[Point labeling dataset excerpts]

•••••

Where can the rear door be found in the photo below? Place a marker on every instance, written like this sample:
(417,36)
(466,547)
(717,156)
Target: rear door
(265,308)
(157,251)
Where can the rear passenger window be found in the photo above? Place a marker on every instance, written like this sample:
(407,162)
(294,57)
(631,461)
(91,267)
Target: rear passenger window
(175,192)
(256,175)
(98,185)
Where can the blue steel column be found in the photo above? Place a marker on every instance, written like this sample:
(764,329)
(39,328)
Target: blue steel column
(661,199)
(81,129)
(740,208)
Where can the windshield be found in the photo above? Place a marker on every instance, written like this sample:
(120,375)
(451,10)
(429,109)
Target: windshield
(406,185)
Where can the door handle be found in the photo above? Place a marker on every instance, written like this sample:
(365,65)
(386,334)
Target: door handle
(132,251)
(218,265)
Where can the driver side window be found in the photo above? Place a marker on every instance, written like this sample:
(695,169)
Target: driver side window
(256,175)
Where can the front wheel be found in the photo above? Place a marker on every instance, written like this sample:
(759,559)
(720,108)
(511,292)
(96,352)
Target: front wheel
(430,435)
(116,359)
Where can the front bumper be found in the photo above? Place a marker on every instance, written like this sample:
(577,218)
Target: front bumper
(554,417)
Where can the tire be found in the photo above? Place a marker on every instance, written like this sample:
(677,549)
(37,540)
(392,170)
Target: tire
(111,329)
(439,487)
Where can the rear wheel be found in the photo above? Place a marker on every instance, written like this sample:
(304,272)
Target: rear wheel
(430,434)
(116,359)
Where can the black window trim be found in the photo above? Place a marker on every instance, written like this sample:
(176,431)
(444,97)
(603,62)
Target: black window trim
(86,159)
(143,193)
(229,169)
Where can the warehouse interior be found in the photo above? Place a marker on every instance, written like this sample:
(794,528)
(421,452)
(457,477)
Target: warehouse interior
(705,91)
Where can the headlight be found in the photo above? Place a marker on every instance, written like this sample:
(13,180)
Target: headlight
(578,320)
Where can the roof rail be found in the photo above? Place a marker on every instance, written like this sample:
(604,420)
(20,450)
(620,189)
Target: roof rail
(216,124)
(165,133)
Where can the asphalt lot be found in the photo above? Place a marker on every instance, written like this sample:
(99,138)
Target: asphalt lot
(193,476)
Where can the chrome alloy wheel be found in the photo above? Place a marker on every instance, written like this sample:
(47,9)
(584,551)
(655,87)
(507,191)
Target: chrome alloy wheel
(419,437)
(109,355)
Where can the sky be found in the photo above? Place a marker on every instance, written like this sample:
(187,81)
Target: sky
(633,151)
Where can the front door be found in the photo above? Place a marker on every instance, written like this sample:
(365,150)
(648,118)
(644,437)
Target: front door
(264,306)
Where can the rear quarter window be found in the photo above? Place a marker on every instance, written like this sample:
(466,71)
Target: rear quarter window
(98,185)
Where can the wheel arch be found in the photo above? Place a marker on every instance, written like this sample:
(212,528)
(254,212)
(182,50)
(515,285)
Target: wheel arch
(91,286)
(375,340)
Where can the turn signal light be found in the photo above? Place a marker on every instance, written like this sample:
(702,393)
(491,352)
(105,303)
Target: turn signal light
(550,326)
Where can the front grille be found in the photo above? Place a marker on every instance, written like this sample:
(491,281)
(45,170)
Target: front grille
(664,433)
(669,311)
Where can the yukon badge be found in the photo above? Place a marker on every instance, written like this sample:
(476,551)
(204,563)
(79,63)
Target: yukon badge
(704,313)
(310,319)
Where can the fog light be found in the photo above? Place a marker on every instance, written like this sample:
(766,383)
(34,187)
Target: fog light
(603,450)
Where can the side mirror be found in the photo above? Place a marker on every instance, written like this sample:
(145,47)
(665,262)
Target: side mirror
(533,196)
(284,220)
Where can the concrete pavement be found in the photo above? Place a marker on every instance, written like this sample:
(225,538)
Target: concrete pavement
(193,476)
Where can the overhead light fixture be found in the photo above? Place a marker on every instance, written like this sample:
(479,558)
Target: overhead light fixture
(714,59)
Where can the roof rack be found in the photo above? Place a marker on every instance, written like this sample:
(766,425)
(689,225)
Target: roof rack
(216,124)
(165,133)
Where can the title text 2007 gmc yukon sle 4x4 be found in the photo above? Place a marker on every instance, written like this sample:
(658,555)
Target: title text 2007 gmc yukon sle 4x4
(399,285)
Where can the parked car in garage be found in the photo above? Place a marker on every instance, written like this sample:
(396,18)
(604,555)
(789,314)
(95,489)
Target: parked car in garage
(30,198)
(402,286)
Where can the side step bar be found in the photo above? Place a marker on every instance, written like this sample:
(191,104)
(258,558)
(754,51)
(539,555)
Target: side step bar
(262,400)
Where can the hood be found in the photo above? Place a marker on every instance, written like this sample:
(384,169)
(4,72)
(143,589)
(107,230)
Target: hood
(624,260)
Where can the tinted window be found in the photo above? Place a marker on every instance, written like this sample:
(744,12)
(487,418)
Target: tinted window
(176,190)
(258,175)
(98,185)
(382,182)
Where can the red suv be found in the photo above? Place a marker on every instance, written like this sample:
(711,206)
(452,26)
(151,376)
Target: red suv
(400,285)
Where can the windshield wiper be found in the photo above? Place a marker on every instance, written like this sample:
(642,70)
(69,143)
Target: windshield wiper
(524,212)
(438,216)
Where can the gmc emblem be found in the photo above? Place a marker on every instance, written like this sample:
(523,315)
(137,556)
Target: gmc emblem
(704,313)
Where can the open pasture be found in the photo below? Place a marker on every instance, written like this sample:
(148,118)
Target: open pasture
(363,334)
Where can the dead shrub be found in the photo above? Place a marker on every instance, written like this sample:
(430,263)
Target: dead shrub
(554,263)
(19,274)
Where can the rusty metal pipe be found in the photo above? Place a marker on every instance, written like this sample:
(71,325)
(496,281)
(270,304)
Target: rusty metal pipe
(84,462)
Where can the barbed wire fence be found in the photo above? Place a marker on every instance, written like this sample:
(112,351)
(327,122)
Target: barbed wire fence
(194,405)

•••••

_Job:_ Retype every entry above, word for word.

_Exercise answer:_
Where can the rear door be found in the photo below? Place a marker on every instance, written like this sample:
(417,36)
(466,547)
(717,156)
Target: rear door
(265,308)
(157,251)
Where can the rear passenger window be found in the photo above? Place a marker on every instance, written like this sample:
(407,162)
(294,57)
(631,461)
(91,267)
Target: rear passenger window
(175,192)
(256,175)
(98,185)
Where can the blue steel column be found in the photo above? Place a marker on every instance, written like this sample:
(764,329)
(39,328)
Target: blue steel column
(661,199)
(81,129)
(740,208)
Where can the windshield be found in the photo above? Place a marker on every instance, written like this sample:
(120,375)
(451,10)
(429,109)
Target: windshield
(406,185)
Where can the door handle be found in the photo above? Place a marker on every instance, written like this sample:
(365,65)
(386,334)
Target: door handle
(132,251)
(218,265)
Where can the driver side window be found in the photo above? Place a marker on every instance, written like this sample:
(695,169)
Target: driver side window
(256,175)
Where can the front wheel be found in the photo above? Place a marker on every instance, written like this sample:
(759,559)
(720,108)
(511,292)
(96,352)
Target: front wheel
(430,435)
(116,359)
Where can the front bumper be found in the photo above? Place a marker on every instance, written like this sample:
(577,218)
Target: front bumper
(554,417)
Where can the tire be found in the photo above? Place a marker on every instance, written like this sample:
(677,549)
(37,540)
(392,170)
Target: tire
(111,329)
(439,487)
Where can the rear wheel be found in the photo above? Place a marker on every instance, written like this sample:
(304,272)
Target: rear wheel
(430,434)
(116,359)
Where can the black window trim be found in the photo above? Place a marker on every instance, written like this sample:
(176,431)
(444,97)
(603,62)
Target: black window trim
(86,159)
(143,193)
(229,169)
Where can the warehouse interior be found in the photo above? Place a marker on every instance, written like this sample:
(794,528)
(421,452)
(457,477)
Target: warehouse interior
(705,91)
Where can the headlight be found in the photo above? Place a marker on every instance, written like this sample:
(13,180)
Target: headlight
(578,320)
Where can the roof rail be found in the photo above? Place a marker on every instance, written like this sample:
(604,420)
(20,450)
(620,189)
Target: roof rail
(216,124)
(165,133)
Where can the asphalt lot be found in the photo above? Place a marker on every instance, written like this sample:
(99,138)
Target: asphalt lot
(193,476)
Where can the chrome alloy wheel be found in the photo above? Place a marker on every instance, written like this sample:
(47,9)
(584,551)
(655,87)
(507,191)
Target: chrome alloy wheel
(419,437)
(109,355)
Where can the sky be found in the photo above? Place a marker on every instance, written like this sample:
(187,81)
Target: sky
(633,151)
Where can the front door be found in the photo above? Place a marker on every instance, written like this sample:
(365,150)
(648,118)
(644,437)
Target: front door
(264,306)
Where can the rear quarter window be found in the photo above? Place a marker on every instance, written like this sample:
(466,71)
Target: rear quarter window
(98,185)
Where can the wheel arch be found in the photo above? Place a marker on every instance, written like this sample:
(212,528)
(254,212)
(182,50)
(515,285)
Target: wheel arch
(91,286)
(375,340)
Where can the turn signal light be found in the photo above? Place a marker on every instance, written like this sample:
(702,393)
(491,352)
(105,303)
Target: turn signal light
(550,326)
Where can the front grille be found in the photo above? Place a marker on every instance, written like this sample:
(491,281)
(45,170)
Target: front grille
(664,433)
(669,311)
Where can the yukon badge be found in the photo above? Place a marker on every instance, written like this sample:
(476,551)
(204,563)
(79,63)
Target: yukon badge
(704,313)
(310,319)
Where can the fog light be found in the photo above? Place a marker on every instance, written like this sample:
(766,383)
(34,187)
Target: fog light
(603,450)
Where can the side mirror be found in the photo above? Place a marker on every instance, written like this sample:
(145,47)
(665,262)
Target: side mirror
(533,196)
(284,220)
Where can the concrete pavement be found in the photo above? Place a marker on every instance, written like this sample:
(225,538)
Target: concrete pavement
(193,476)
Where can the overhead light fixture be found in the photo above? Place a marker on every instance, written like this sample:
(479,558)
Target: overhead light fixture
(714,59)
Where can the roof rack be found in the photo above? Place a marker on every instance, written like this sample:
(766,425)
(689,225)
Target: roof rack
(216,124)
(165,133)
Where can the title text 2007 gmc yukon sle 4x4 be found in the photo above? Place a marker on every instance, written like this sample:
(658,555)
Target: title text 2007 gmc yukon sle 4x4
(399,285)
Where can the parked car in garage be found in the photo above? Place a marker on every instance, written like this sample:
(396,18)
(604,555)
(789,314)
(95,489)
Target: parked car in garage
(30,198)
(402,286)
Where can the side step bar be found in the photo above? Place a marker on every instance, written like this sample:
(191,104)
(258,558)
(754,51)
(539,555)
Target: side step bar
(262,400)
Where can the hood be found in the photo above? Place a marker on every instance, written like this sample:
(384,169)
(4,72)
(143,589)
(107,230)
Target: hood
(624,260)
Where can the tinted window be found in the photo above? Place a marker on every instance, written like this sample:
(744,12)
(487,418)
Target: tinted window
(176,190)
(258,175)
(98,185)
(382,182)
Where can the red suv be found in the photo above? Place a marker on every instance, written like this sample:
(711,206)
(452,26)
(151,376)
Target: red suv
(400,285)
Where can the windshield wiper be found in the photo above? Place a marker on every instance, written like this sample:
(642,70)
(69,143)
Target: windshield wiper
(524,212)
(438,216)
Where can the gmc emblem be found in the photo above? Place a marker on every instance, written like this sample:
(523,315)
(137,556)
Target: gmc emblem
(704,313)
Where can the open pasture be found in the photo below? Place a marker on every instance, written like this sample:
(148,118)
Target: open pasture
(363,334)
Where can the dead shrub be found in the photo above? Place a marker on every instance, written like this sample:
(430,263)
Target: dead shrub
(554,263)
(19,274)
Where can the rusty metal pipe be found in the photo above? Place a marker on every instance, written like this sample:
(71,325)
(496,281)
(270,304)
Target: rusty metal pipe
(84,462)
Where can the barbed wire fence be found in the photo above? Place a marker on every instance, written like this sample:
(112,351)
(327,122)
Target: barbed wire fence
(194,405)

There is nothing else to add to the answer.